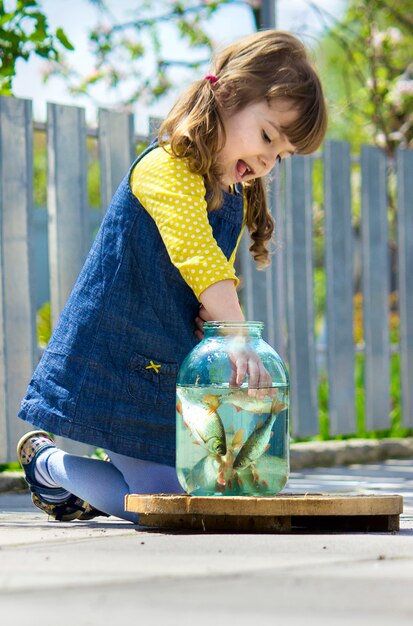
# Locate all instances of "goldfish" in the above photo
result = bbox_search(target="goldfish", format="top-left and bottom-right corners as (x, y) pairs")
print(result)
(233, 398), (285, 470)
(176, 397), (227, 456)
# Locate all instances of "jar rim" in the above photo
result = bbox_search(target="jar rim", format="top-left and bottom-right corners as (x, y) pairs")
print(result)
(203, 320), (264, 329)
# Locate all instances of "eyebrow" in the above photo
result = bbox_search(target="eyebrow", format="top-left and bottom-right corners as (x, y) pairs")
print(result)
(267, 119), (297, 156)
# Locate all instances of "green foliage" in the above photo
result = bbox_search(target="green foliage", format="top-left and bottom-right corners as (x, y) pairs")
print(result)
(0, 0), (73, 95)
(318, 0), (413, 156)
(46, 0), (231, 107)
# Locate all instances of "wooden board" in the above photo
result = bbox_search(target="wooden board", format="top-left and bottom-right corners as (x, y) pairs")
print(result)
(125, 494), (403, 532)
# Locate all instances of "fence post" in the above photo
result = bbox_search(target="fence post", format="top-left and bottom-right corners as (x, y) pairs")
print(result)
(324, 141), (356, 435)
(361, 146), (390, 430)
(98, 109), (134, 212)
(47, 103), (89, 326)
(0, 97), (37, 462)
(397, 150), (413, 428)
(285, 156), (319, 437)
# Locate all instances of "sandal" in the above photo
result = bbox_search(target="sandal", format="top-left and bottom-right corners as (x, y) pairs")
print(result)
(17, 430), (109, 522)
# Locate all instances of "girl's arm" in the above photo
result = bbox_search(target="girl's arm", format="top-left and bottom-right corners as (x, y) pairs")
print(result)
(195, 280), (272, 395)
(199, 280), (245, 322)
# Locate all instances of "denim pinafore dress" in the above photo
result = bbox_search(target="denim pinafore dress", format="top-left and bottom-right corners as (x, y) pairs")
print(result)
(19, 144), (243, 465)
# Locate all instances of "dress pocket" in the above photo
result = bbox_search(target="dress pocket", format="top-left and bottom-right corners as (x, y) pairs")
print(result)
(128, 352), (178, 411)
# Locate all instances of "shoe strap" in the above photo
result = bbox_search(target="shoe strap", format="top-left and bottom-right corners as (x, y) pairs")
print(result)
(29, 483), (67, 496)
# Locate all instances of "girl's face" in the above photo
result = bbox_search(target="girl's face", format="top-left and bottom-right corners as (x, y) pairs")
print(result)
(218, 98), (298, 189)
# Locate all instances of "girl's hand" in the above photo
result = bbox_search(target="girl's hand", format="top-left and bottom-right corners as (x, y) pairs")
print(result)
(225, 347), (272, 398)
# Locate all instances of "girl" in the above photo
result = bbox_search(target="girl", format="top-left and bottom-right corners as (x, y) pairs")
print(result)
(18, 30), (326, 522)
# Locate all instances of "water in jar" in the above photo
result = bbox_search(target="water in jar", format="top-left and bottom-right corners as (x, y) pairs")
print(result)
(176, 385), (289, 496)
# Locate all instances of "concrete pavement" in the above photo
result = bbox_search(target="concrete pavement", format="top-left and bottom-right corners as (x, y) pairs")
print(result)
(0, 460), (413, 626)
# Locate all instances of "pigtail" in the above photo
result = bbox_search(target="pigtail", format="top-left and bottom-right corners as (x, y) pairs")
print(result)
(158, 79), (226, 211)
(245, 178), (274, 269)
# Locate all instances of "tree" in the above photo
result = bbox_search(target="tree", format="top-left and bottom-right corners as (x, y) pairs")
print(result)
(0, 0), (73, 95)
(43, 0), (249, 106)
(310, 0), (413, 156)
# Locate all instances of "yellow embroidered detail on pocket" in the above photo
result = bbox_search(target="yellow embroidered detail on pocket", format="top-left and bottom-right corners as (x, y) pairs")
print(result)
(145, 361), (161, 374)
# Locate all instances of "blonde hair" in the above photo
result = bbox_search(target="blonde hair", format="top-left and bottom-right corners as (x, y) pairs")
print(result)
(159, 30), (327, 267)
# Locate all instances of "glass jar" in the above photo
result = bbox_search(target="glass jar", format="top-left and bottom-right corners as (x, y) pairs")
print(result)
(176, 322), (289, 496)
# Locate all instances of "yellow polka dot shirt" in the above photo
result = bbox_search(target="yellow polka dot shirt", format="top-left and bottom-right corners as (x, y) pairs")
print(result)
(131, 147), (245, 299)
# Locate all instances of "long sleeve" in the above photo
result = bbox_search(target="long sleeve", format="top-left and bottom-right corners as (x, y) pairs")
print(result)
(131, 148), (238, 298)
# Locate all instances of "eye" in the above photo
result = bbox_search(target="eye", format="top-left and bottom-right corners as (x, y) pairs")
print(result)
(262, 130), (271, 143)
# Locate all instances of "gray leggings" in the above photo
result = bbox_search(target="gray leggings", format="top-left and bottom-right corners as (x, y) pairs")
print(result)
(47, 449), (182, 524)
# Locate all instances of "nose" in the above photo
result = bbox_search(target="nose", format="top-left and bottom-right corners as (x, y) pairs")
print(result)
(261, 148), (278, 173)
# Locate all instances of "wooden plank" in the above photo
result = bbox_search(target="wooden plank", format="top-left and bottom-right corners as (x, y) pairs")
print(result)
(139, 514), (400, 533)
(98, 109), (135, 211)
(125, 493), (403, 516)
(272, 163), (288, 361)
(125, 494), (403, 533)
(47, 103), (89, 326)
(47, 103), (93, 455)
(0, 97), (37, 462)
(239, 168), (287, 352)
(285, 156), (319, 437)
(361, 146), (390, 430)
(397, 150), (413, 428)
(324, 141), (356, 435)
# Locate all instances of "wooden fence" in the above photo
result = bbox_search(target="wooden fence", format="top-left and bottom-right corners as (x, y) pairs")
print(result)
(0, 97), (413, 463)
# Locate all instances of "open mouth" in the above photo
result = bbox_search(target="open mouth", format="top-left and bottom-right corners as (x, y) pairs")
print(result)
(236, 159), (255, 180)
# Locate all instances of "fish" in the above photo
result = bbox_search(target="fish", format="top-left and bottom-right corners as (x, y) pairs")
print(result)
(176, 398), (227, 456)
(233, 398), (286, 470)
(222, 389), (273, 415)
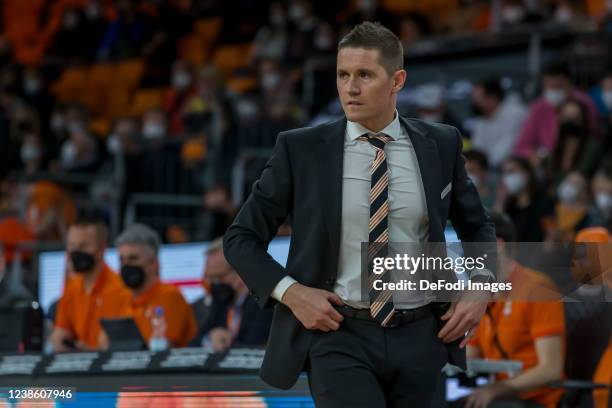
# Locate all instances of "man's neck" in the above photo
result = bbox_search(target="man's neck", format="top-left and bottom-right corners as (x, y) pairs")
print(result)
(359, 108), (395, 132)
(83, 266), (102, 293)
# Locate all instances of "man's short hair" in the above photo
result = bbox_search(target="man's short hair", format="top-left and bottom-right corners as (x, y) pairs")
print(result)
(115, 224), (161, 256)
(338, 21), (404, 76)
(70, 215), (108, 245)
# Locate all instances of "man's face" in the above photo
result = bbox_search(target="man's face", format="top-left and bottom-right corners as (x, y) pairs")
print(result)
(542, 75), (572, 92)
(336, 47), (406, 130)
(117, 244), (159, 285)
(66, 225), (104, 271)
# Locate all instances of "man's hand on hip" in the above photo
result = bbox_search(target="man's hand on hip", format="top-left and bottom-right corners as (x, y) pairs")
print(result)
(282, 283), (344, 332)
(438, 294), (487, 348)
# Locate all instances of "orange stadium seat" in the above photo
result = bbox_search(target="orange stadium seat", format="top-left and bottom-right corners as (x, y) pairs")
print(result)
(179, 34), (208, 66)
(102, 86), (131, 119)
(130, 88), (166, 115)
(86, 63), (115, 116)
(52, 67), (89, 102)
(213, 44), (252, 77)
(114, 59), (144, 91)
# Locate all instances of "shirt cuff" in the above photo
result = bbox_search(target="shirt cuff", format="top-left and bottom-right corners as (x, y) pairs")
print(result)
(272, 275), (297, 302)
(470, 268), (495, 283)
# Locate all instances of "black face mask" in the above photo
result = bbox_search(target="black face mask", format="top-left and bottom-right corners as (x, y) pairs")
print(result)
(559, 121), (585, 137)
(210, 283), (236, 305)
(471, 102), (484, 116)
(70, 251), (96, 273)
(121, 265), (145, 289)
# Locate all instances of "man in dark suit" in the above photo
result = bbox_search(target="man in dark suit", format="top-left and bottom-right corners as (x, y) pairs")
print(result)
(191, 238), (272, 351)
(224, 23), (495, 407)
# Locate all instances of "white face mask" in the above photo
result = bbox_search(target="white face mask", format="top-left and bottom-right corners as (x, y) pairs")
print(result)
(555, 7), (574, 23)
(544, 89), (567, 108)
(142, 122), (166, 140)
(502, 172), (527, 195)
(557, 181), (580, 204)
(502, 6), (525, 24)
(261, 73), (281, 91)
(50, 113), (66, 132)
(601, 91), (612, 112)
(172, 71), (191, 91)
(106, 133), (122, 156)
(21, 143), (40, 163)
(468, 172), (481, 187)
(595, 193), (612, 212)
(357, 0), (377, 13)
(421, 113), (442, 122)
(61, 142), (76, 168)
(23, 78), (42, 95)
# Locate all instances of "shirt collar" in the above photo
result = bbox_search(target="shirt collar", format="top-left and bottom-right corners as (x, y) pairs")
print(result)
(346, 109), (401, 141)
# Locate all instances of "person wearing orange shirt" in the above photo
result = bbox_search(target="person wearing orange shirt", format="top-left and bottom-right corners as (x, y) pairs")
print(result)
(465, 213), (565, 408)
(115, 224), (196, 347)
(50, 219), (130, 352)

○ ○ ○

### Written task
Find each line in the items above that contains the string "wearing" and copy every one of those lines out.

### Solution
# Locate all instances of "person wearing orange shirt" in the above photo
result = bbox_search(target="person wearing orange shirt", format="top-left and bottom-right corners as (x, y) pairs")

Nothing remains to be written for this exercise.